Data shown:
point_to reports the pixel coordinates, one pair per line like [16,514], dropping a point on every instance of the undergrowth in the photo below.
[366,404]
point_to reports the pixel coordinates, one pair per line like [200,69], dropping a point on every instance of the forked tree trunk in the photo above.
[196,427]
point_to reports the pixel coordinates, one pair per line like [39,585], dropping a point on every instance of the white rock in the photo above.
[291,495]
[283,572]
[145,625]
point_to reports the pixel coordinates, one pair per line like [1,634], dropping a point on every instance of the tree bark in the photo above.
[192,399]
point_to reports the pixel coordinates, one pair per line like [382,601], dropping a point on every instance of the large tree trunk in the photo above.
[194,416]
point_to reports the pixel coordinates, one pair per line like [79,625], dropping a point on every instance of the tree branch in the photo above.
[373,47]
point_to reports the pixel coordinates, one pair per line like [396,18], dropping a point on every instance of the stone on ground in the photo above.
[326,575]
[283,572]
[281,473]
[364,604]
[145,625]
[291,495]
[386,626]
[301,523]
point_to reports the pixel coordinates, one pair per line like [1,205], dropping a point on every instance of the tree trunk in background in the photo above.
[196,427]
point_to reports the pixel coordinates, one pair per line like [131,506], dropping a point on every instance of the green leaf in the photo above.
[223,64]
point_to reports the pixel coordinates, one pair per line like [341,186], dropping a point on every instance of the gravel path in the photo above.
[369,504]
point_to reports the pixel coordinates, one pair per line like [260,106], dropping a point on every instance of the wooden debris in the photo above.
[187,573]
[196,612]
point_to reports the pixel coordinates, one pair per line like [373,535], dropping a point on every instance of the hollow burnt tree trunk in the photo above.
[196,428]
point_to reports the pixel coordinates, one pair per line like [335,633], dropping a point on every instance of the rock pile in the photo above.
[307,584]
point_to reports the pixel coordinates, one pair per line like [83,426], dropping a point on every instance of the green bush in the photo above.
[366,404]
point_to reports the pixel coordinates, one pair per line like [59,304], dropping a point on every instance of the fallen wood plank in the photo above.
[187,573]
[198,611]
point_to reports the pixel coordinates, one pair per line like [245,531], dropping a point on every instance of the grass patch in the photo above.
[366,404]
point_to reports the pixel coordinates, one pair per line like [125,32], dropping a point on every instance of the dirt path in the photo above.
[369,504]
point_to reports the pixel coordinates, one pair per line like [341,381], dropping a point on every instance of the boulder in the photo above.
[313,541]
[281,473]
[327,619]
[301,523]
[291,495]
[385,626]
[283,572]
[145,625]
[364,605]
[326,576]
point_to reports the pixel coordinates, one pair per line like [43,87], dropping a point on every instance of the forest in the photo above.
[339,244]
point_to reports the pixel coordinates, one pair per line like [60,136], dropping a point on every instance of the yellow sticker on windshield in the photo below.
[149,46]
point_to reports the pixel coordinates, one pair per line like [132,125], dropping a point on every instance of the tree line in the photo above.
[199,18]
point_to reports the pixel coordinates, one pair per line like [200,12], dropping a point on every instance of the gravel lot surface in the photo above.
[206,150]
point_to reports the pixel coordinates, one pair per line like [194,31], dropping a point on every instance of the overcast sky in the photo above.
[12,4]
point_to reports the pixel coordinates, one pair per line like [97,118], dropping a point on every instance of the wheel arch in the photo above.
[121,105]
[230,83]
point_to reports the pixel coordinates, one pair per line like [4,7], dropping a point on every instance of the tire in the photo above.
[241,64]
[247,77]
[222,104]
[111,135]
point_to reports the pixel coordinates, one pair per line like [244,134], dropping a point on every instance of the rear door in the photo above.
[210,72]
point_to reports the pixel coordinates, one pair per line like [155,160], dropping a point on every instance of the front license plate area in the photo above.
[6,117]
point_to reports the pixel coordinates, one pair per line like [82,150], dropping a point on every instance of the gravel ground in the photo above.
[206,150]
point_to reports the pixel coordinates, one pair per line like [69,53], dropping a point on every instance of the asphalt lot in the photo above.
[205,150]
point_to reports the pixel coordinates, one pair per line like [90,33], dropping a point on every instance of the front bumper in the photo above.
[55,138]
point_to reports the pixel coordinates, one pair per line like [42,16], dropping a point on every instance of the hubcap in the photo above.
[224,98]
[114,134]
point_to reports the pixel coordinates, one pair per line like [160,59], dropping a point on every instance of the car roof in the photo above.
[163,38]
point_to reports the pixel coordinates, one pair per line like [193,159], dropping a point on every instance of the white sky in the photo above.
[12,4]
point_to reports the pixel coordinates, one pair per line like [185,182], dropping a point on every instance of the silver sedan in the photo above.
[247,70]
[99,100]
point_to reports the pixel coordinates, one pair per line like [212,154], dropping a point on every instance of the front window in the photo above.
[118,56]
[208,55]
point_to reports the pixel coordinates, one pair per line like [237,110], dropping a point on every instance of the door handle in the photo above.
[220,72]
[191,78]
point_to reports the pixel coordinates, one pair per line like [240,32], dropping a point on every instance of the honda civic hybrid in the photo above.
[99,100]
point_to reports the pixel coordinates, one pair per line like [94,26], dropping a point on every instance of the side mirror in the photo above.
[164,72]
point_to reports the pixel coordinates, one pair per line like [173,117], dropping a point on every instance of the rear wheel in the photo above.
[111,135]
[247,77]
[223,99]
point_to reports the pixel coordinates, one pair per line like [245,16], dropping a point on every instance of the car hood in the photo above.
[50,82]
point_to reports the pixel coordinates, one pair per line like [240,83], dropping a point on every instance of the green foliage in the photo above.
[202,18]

What you need to do: Repeat the listing exactly, from its first line to its last.

Answer to this task:
point_to reports the pixel coordinates, one pair per line like [16,514], dropping a point on every instance of the undergrowth in the photo below.
[366,404]
point_to reports the pixel coordinates, one pair per line like [200,69], dropping a point on every instance of the forked tree trunk in the photo above.
[196,427]
point_to reports the pixel coordinates, one pair per line like [39,585], dropping a point on every instance of the white rock in the photo above.
[291,495]
[283,572]
[145,625]
point_to reports the pixel coordinates, one pair per line like [1,634], dropping a point on every instance of the tree bark in the photo above.
[192,399]
point_to reports the pixel coordinates, one pair per line like [382,601], dropping a point on every instance of the large tree trunk in the photo above.
[194,416]
point_to reports the pixel coordinates, one pair per line like [79,625], dropping a point on every instance of the tree branch in the photo above.
[373,47]
point_to reports the pixel coordinates, one pair per line like [396,18], dropping a point on every instance of the stone on ground in the photo above.
[326,575]
[283,572]
[281,473]
[364,604]
[145,625]
[291,495]
[386,626]
[301,523]
point_to reports the pixel coordinates, one pair per line like [1,205], dropping a point on every instance of the tree trunk in background in the photo above.
[196,427]
point_to reports the pixel coordinates, one pair per line like [131,506], dropping a point on every instance of the green leaf in the photo above.
[223,64]
point_to reports the pixel coordinates, one pair per line like [341,186], dropping a point on every instance of the gravel path in the photo above.
[369,504]
point_to reports the pixel coordinates, one pair per line like [260,106], dropping a point on every instance of the wooden debris in the photo above.
[187,573]
[196,612]
point_to reports the pixel coordinates, one pair per line like [373,535], dropping a point on every instance of the hollow burnt tree trunk in the photo above.
[196,428]
point_to reports the pixel coordinates, one pair per line like [335,633], dropping a point on every instance of the rock pile in the photo above.
[307,584]
point_to reports the pixel coordinates, one pair per line like [83,426], dropping a point on every instance of the green bush in the photo above.
[366,404]
point_to reports the pixel coordinates, one pair per line like [59,304], dropping a point on every instance of the fallen wood plank in the photo above.
[187,573]
[198,611]
point_to reports the pixel coordinates, one pair per line like [245,531], dropping a point on every instance of the grass patch in the photo above.
[366,404]
point_to reports the pixel coordinates, one pair per line like [125,32], dropping a point on every instance of the dirt path in the photo above.
[369,504]
point_to reports the pixel coordinates, one pair per line like [341,381], dropping a point on every instance of the boulder in the photo above.
[313,541]
[281,473]
[327,619]
[301,523]
[291,495]
[385,626]
[283,572]
[145,625]
[364,605]
[326,576]
point_to reports the pixel coordinates, one pair per line like [43,87], dropping a point on every instance of the forest in the photo above.
[339,244]
point_to reports the pixel coordinates, one pair per line like [60,136], dropping a point on every instance of the yellow sticker on windshield in the photo below.
[149,46]
point_to reports the pixel coordinates, one pair per line like [132,125], dropping a point on every instance of the tree line in the photo above.
[199,18]
point_to reports the pixel coordinates, one pair per line like [200,12], dropping a point on every instance of the gravel lot surface in the photo above.
[206,150]
point_to reports the pixel coordinates, one pair per line like [194,31], dropping a point on every instance of the overcast sky in the photo above.
[12,4]
point_to reports the pixel coordinates, one pair per line like [97,118], dropping a point on every instance of the wheel arch in the photo above.
[121,105]
[230,83]
point_to reports the pixel coordinates, one pair per line like [4,7], dropping a point on every instance of the tire in the photo above.
[241,64]
[247,77]
[222,104]
[111,135]
point_to reports the pixel coordinates, one pair per line like [244,134], dropping a point on every instance of the rear door in the photo above.
[210,72]
point_to reports the pixel coordinates, one pair per line like [155,160], dropping a point on every instance of the front license plate area in the photo above.
[6,117]
point_to reports the pixel coordinates, one pair per line like [82,150], dropping a point on every instance of the gravel ground in the photo above.
[206,150]
point_to reports the pixel coordinates, one pair per line like [69,53], dropping a point on every instance of the asphalt lot in the photo above.
[205,150]
point_to reports the pixel coordinates, one pair per line like [90,33], dropping a point on every instance of the front bumper in the photo above.
[55,138]
point_to reports the pixel coordinates, one pair per line like [42,16], dropping a point on every instance of the hubcap in the photo above.
[224,98]
[114,134]
point_to reports the pixel coordinates, one pair per line like [160,59], dropping a point on every instance of the car roof in the photo above.
[163,38]
point_to reports the pixel coordinates, one pair per line like [193,159], dropping a point on every instance of the white sky in the photo above.
[12,4]
point_to reports the pixel coordinates, one pair per line like [185,182], dropping a point on every instance of the silver sedan in the photo above.
[247,70]
[99,100]
point_to reports the pixel coordinates, one pair per line like [212,154], dropping a point on every instance of the front window in the photo above.
[118,56]
[208,55]
point_to reports the pixel coordinates, one pair per line like [237,110], dropping a point on every instance of the door handle in the photo above.
[220,72]
[191,78]
point_to reports the pixel coordinates, one pair per line like [240,32], dropping a point on every instance of the honda civic hybrid in the photo above.
[99,100]
point_to reports the pixel coordinates, one pair per line like [94,26], dropping a point on every instance of the side mirror in the photo above.
[164,72]
point_to reports the pixel coordinates, one pair per line like [173,117], dropping a point on every instance of the rear wheel in the photo above.
[111,135]
[247,77]
[223,99]
point_to reports the pixel coordinates, one pair per line like [245,16], dropping a point on every instance of the car hood in the photo above.
[50,82]
point_to reports the pixel coordinates, one pair per line like [240,83], dropping a point on every instance of the green foliage in the photo above.
[202,18]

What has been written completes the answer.